** WRITTEN PROBLEM 1 **
From the Gepetto Mods thread, transcribe the stretch from "Interestingly the reo" through "## Neal (8/4/16)".
** WRITTEN PROBLEM 2 **
In the Gepetto Mods thread, what price does Christos give for some of the nicer wood Squonkers?
=== EXTRACT ===
# Gepetto Mods - Intarsio



## Alex (8/4/16)



Reactions: Like 1 | Winner 4


----------



## WARMACHINE (8/4/16)

WOW, so pretty !!!


----------



## Willyza (8/4/16)

Very Very Nice Gepetto.......


----------



## Petrus (8/4/16)

Very nice, VERY EXPENSIVE.


----------



## DoubleD (8/4/16)

Still haven't seen a Gepetto mod that I do *not* like. Beautiful


----------



## WARMACHINE (8/4/16)

Petrus said:


> Very nice, VERY EXPENSIVE.


WOW, imagine paying R 100K for a mod

Reactions: Informative 1


----------



## Cespian (8/4/16)

WARMACHINE said:


> WOW, imagine paying R 100K for a mod
> 
> View attachment 50579



Suddenly spending R5K on a Reo doesnt seem like such a bad idea anymore

Reactions: Like 1 | Agree 2 | Funny 1


----------



## Christos (8/4/16)

Cespian said:


> Suddenly spending R5K on a Reo doesnt seem like such a bad idea anymore


Interestingly the reo will last you a lifetime. Puts things into perspective. 
Some of the nicer wood Squonkers go for about 400 USD upwards.

Reactions: Like 1


----------



## Neal (8/4/16)

Unless 27 blind nuns stayed awake for 2 years carving this from a piece of Noah's Ark the cost is obscene. Damn, I thought Twisps were vastly overpriced...

Reactions: Like 1 | Agree 4 | Funny 1


----------



## Christos (8/4/16)

Neal said:


> Unless 27 blind nuns stayed awake for 2 years carving this from a piece of Noah's Ark the cost is obscene. Damn, I thought Twisps were vastly overpriced...


27 nuns? I was hoping it came with a bride


----------



## Lord Vetinari (8/4/16)

Christos said:


> 27 nuns? I was hoping it came with a bride


Bro marriage is considered punishment for severe crimes in some countries


----------
=== DATA EXTRACT ===
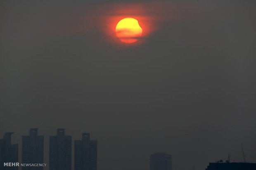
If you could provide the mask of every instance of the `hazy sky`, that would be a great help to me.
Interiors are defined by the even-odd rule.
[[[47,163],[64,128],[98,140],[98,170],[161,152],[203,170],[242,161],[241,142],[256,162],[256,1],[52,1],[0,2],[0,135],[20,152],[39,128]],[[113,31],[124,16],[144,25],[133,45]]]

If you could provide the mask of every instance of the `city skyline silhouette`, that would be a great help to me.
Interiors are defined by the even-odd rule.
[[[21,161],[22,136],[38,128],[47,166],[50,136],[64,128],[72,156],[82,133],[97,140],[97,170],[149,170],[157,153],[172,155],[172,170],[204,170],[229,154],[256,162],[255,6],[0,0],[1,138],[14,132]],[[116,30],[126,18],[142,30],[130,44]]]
===
=== DATA EXTRACT ===
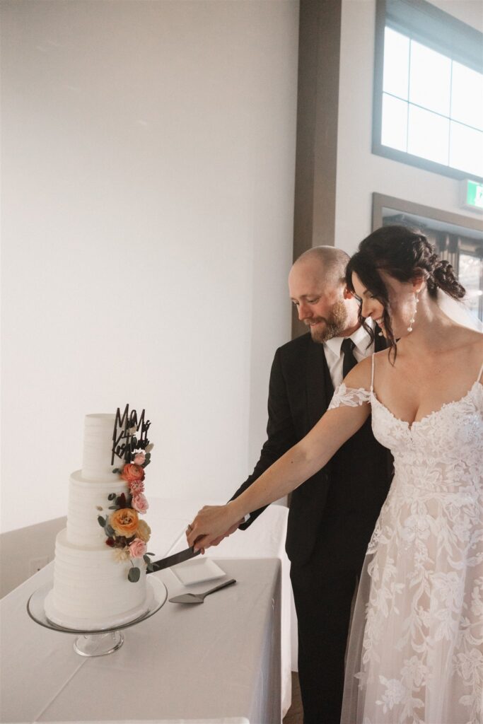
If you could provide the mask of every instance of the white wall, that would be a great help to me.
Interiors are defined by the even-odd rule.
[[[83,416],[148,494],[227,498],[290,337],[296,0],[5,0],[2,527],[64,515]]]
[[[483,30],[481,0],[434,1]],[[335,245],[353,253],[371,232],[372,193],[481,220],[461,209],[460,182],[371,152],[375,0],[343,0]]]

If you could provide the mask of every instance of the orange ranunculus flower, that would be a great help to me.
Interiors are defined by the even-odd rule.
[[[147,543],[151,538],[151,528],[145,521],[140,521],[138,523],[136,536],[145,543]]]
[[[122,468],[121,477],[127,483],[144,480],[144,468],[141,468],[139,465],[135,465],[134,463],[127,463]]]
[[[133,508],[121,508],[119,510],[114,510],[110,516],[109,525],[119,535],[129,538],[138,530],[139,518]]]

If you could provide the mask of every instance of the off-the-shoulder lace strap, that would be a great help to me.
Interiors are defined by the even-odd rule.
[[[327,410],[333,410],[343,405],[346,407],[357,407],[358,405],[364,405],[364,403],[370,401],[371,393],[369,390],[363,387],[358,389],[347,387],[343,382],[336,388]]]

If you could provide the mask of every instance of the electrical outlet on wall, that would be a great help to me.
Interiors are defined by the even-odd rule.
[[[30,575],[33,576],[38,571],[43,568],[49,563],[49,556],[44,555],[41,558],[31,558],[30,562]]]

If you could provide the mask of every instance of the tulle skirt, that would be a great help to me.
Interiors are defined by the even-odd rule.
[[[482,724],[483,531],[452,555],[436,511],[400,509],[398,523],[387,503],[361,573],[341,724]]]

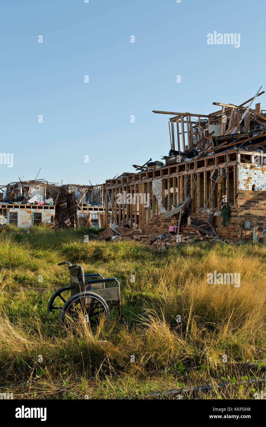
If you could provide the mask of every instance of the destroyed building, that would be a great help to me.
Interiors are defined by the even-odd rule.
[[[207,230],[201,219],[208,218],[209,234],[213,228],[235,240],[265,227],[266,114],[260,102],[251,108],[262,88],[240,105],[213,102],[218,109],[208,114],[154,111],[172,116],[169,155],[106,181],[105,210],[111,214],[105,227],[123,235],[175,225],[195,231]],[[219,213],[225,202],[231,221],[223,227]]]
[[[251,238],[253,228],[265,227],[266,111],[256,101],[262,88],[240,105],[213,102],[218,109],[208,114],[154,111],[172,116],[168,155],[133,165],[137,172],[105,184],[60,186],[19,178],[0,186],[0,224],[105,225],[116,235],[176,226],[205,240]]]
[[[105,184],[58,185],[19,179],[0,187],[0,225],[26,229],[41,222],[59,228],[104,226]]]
===
=== DATA EXTRACT ===
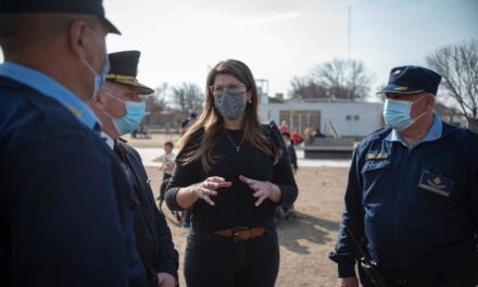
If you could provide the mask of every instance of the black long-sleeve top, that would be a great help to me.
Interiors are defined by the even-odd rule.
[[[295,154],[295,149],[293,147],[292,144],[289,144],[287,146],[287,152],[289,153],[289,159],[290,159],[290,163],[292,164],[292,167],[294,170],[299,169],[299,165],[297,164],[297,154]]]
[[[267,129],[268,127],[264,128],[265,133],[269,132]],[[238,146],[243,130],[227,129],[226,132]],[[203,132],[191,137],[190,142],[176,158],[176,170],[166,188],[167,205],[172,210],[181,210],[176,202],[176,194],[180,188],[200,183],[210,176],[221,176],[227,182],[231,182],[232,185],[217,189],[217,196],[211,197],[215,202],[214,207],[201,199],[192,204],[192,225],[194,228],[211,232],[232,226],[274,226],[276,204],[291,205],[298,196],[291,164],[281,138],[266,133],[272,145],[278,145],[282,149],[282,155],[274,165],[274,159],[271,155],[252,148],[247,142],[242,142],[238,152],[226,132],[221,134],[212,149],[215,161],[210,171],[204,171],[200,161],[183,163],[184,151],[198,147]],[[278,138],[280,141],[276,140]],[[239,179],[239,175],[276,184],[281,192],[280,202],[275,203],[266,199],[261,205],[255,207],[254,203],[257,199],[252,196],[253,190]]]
===
** RIGHT ANSWER 1 **
Interestingly the reo will last you a lifetime. Puts things into perspective. 
Some of the nicer wood Squonkers go for about 400 USD upwards.

Reactions: Like 1


----------



## Neal (8/4/16)

** RIGHT ANSWER 2 **
About 400 USD upwards.